● **Tasks to complete**
A – Write out the part of the article on the Australians evacuated from Wuhan that runs from "The National Critical" up to and including "or friendship groups.".
B – In the article on the Australians evacuated from Wuhan, where will New Zealand quarantine its own evacuees?

The first of the evacuated Australians landed at the RAAF base Learmonth on Monday afternoon. Photo: Department of Home Affairs

The first of the evacuated Australians landed at the RAAF base Learmonth on Monday afternoon. Photo: Department of Home Affairs Photo: Department of Home Affairs

Another batch of stranded Australians are preparing to be evacuated from the epicentre of the coronavirus in China to New Zealand after more than 200 citizens and residents were taken to Christmas Island overnight.

None of the Christmas Island arrivals have so far shown any signs of having the deadly virus, but they will spend 14 days in quarantine to ensure they pose no health risk.

A team of specialist doctors and nurses is closely monitoring the 241 Australian evacuees, who were flown out of Wuhan in Hubei province on a Qantas flight on Monday.

There are several children among the first group, with 89 evacuees under 16, and five under the age of two.

Two of the evacuees – a pregnant woman and her partner – were flown to Perth instead of Christmas Island. They will remain in isolation there as there are no maternity facilities on the island.

They endured about 24 hours in transit, including a stop at Western Australia’s RAAF Base Learmonth, near Exmouth, before being taken on smaller aircraft to the island.

They arrived in the rain and the dark, to be met by Australian Border Force staff for the journey by bus to Christmas Island’s repurposed detention centre.

The National Critical Care and Trauma Response Centre is overseeing their care, and said medics had reported all of the evacuees were well.

“They haven’t shown signs of the virus, and all going well, God willing, they won’t be showing signs of it and will in 14 days repatriate back home to their nation, Australia,” the centre’s executive director Len Notaras told ABC radio on Tuesday.

Professor Notaras said evacuees were being kept in discrete clusters of family members, or friendship groups.

That would allow medics to manage any emergence of the virus and guard against widespread transmission among the evacuees.

He said the Christmas Island facility would meet all of the evacuees’ needs.

“I won’t say that it is a salubrious one, but it is modern, and it is clean.”

christmas island wuhan evacuees

Australian evacuees arrive on Christmas Island after their long journey from Wuhan. Photo: Department of Home Affairs

Meanwhile, more than 100 other Australians are expected to join an Air New Zealand charter flight from Wuhan to Auckland.

New Zealand’s Ministry of Foreign Affairs and Trade said the flight had departed NZ on Tuesday morning. By Tuesday afternoon, it was in Hong Kong, awaiting clearance to fly to Wuhan.

The plane is expected to arrive back in Auckland late on Wednesday, New Zealand time.

Final numbers won’t be locked in until the plane’s manifest is confirmed just prior to the flight.

New Zealand will quarantine its evacuees at a naval training range north of Auckland. However, it’s not clear what will happen to Australians on the Air NZ flight.

They can expect to go into quarantine, but might also be sent back to Australia – which would mean another long flight to Christmas Island.

There have been 12 confirmed cases of coronavirus in Australia, and more than 17,000 cases and 360 deaths globally.

Foreign travellers who have left or passed through China will be denied entry to Australia to limit the spread of the virus.

● **Record extracts**
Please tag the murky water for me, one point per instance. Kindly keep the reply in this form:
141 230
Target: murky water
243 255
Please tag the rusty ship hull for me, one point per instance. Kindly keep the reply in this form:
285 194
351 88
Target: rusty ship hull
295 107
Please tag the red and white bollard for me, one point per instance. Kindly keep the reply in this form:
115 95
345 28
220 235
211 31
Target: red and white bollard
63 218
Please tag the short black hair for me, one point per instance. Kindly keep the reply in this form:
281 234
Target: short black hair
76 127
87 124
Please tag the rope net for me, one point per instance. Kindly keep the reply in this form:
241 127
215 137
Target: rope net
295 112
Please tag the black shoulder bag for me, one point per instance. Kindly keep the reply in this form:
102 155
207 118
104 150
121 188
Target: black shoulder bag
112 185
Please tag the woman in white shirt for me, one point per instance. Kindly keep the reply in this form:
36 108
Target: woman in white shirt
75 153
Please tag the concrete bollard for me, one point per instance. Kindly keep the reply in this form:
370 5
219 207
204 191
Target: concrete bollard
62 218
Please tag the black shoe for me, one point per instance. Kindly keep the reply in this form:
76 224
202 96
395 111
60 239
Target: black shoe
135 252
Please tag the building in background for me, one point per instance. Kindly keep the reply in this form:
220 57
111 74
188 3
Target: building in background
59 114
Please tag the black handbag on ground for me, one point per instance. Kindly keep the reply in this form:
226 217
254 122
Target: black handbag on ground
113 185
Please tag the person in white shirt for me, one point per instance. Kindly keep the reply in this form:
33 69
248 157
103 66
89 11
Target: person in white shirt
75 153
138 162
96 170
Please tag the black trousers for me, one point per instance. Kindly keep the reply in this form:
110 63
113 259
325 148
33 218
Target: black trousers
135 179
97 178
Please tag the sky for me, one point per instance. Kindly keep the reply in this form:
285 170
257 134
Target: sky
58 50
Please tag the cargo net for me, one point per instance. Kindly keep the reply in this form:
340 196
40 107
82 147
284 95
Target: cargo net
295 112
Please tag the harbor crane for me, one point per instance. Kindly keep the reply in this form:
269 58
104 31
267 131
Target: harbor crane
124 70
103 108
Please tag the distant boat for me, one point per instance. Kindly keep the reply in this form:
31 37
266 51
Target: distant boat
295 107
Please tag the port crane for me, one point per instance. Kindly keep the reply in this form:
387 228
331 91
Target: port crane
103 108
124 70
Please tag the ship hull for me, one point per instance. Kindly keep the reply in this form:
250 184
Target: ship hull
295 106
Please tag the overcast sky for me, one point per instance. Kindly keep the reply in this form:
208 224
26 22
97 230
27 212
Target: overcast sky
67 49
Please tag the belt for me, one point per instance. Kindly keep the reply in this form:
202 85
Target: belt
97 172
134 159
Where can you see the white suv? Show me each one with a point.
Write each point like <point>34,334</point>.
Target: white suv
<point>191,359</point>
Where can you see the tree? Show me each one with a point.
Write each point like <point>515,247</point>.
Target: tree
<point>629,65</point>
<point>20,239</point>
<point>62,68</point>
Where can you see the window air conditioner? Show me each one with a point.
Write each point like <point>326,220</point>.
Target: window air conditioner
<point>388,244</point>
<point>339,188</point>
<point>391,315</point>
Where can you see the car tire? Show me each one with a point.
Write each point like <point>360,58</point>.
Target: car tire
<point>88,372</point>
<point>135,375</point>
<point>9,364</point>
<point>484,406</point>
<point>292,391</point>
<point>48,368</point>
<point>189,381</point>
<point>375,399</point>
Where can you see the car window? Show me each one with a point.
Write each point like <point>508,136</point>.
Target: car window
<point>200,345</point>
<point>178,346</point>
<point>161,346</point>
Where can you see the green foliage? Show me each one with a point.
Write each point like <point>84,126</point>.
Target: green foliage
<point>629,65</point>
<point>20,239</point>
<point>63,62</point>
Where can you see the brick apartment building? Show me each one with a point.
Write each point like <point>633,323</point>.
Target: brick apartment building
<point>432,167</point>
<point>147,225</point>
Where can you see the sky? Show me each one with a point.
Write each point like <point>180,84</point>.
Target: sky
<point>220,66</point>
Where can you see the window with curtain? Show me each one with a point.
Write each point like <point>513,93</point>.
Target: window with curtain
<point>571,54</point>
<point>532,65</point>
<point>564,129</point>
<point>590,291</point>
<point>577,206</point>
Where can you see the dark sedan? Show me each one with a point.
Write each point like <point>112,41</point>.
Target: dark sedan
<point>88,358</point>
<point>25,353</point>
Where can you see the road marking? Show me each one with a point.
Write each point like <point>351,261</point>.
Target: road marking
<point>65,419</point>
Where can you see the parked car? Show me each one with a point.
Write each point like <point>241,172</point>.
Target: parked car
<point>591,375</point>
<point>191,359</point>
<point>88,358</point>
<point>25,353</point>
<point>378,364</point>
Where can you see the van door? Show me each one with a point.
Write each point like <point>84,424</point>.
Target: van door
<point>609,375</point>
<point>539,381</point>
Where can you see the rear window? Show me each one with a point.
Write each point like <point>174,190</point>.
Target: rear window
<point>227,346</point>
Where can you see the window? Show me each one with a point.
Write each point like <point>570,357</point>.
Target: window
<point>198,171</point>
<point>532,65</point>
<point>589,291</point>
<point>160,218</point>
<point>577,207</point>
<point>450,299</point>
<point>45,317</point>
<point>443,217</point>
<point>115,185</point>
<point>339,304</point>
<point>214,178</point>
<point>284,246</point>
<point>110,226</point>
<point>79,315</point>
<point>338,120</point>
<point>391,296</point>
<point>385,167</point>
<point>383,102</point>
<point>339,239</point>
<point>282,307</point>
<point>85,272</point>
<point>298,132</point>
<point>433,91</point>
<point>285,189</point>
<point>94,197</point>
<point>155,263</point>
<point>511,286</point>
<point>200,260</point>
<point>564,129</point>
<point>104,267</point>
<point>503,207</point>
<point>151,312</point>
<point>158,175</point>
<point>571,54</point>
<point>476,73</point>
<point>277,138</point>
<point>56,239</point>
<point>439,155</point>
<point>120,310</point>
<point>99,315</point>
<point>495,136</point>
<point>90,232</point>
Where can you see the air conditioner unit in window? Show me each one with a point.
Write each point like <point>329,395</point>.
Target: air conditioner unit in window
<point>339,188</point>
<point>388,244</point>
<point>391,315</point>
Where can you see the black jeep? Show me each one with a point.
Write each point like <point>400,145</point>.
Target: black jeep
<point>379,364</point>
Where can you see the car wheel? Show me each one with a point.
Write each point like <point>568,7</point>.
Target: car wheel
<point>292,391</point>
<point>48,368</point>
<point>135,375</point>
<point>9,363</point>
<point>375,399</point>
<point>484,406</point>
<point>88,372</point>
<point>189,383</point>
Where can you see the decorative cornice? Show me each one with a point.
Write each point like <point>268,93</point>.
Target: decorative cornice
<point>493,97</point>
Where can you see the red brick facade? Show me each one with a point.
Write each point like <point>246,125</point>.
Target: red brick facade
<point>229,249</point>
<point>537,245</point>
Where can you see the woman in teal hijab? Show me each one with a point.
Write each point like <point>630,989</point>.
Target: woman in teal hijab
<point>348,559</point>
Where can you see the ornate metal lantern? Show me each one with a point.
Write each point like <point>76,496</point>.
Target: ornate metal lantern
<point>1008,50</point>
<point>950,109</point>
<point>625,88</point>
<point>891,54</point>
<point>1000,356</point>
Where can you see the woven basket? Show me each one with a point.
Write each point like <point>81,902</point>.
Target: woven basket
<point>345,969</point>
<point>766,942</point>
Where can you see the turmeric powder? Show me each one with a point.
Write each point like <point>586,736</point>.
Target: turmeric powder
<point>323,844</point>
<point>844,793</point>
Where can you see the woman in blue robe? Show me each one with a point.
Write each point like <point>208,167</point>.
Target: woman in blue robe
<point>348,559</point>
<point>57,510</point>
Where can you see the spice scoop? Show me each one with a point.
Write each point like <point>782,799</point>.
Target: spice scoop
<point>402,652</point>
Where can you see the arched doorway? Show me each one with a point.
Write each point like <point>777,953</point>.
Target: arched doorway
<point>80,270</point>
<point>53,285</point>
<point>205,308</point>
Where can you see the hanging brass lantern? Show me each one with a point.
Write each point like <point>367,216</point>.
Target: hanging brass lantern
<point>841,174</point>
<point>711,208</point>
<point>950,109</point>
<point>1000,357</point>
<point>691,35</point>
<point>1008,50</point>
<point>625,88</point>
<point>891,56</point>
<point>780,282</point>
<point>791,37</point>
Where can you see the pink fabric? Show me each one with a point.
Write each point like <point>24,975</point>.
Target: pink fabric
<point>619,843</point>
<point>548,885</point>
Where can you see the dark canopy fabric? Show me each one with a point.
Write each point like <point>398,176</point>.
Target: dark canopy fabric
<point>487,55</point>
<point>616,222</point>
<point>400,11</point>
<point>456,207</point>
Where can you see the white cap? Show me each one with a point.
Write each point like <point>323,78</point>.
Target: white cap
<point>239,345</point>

● **Responses to the tasks**
A –
The National Critical Care and Trauma Response Centre is overseeing their care, and said medics had reported all of the evacuees were well.

“They haven’t shown signs of the virus, and all going well, God willing, they won’t be showing signs of it and will in 14 days repatriate back home to their nation, Australia,” the centre’s executive director Len Notaras told ABC radio on Tuesday.

Professor Notaras said evacuees were being kept in discrete clusters of family members, or friendship groups.

B – At a naval training range north of Auckland.